* _Extracted entries_
= = =

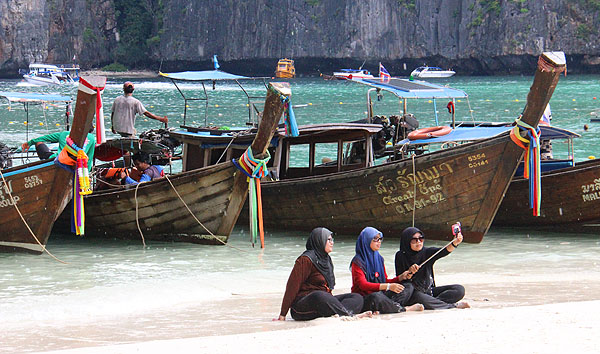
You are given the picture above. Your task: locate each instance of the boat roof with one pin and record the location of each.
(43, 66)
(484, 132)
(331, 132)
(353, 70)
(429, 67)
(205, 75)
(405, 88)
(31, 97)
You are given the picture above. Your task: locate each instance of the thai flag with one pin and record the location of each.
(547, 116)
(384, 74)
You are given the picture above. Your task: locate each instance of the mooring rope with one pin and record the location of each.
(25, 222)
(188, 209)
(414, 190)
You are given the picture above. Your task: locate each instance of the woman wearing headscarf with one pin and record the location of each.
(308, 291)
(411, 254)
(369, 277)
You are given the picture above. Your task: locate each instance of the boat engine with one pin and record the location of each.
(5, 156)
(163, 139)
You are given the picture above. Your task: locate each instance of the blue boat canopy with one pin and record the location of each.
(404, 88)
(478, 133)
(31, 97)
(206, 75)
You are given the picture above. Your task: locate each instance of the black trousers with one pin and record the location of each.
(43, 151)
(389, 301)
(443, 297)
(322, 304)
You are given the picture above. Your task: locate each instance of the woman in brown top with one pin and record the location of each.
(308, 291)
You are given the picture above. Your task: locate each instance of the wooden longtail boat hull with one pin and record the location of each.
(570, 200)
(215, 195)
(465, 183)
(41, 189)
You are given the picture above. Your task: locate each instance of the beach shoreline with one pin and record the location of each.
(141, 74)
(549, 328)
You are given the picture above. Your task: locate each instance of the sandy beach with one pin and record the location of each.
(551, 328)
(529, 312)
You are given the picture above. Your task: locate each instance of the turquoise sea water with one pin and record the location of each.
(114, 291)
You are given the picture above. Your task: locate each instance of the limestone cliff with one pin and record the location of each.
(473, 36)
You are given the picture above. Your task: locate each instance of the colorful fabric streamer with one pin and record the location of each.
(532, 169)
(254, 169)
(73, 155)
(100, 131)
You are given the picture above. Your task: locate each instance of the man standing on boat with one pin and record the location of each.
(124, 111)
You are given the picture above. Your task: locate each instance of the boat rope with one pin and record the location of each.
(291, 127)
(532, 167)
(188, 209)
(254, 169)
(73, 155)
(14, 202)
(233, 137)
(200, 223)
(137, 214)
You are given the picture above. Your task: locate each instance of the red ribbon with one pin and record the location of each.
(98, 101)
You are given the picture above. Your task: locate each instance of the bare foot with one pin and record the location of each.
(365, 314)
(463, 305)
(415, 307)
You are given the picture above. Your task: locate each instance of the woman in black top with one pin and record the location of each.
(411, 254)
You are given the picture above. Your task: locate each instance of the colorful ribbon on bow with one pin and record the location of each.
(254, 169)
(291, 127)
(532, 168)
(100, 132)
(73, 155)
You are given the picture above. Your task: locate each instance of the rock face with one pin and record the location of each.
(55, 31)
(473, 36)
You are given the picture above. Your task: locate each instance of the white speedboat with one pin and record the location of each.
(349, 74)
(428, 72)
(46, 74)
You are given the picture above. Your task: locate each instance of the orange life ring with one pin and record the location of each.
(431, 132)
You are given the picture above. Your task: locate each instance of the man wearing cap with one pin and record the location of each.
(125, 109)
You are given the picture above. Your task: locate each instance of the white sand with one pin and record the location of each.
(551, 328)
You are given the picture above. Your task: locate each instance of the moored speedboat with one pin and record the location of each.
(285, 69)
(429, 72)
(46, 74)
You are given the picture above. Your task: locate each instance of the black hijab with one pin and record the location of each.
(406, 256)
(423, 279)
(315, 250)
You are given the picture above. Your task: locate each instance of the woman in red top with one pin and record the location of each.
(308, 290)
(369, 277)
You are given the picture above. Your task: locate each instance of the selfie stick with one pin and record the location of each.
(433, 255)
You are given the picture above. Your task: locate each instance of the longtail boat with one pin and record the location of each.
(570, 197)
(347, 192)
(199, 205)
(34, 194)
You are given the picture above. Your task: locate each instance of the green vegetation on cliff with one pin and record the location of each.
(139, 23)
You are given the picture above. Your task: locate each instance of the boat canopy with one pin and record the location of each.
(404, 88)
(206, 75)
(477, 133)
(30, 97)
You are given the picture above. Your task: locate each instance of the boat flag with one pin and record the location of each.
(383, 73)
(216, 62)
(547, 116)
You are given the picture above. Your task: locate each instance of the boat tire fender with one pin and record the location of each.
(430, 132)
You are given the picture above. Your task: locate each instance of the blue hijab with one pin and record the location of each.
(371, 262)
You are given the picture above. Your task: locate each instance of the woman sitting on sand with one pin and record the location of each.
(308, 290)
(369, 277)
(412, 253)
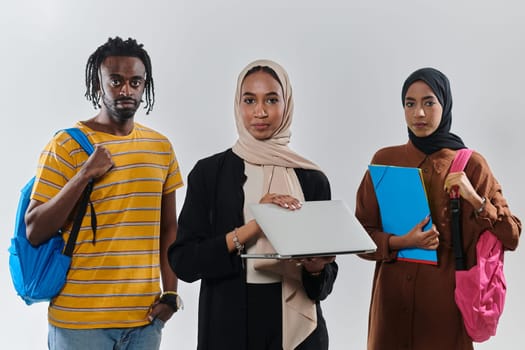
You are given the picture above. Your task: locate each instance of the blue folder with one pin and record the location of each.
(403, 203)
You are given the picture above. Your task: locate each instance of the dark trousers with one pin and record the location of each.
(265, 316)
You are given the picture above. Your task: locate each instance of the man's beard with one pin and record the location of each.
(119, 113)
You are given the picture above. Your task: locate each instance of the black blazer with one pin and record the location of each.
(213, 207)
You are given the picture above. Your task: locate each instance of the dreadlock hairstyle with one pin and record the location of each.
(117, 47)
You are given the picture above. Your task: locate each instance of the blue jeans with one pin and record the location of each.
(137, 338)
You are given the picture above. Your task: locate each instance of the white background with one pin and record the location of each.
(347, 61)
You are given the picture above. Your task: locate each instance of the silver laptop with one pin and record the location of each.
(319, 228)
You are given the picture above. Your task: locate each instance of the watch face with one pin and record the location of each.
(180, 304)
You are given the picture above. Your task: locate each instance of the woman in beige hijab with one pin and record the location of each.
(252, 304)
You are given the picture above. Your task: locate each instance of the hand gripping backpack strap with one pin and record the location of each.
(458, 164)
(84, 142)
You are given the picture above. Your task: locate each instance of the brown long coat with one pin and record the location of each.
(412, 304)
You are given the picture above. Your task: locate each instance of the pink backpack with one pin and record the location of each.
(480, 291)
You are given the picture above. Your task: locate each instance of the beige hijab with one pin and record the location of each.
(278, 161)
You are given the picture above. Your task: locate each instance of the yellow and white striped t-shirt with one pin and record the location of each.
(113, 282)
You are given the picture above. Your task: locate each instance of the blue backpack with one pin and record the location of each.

= = =

Above are the records; copy exactly the lines from the one with "of the brown" through the final line.

* _Worked solution_
You are given the picture above. Your task: locate each instance of the brown long coat with one pin and record the location of each.
(412, 304)
You are given the picture above. Your task: locate each instance of the pink backpack with one pin and record the location of each.
(480, 291)
You are given the picture above. Your task: locate each instance of the beige hijab with one pin and record the location of each.
(278, 161)
You are given the picture above. Your task: locate each instance of the yellow and white striped t-shirt with one pin and record the location of each.
(113, 282)
You are given the picture above. Your task: locate each instance of the blue backpack with one pin and record the location of each.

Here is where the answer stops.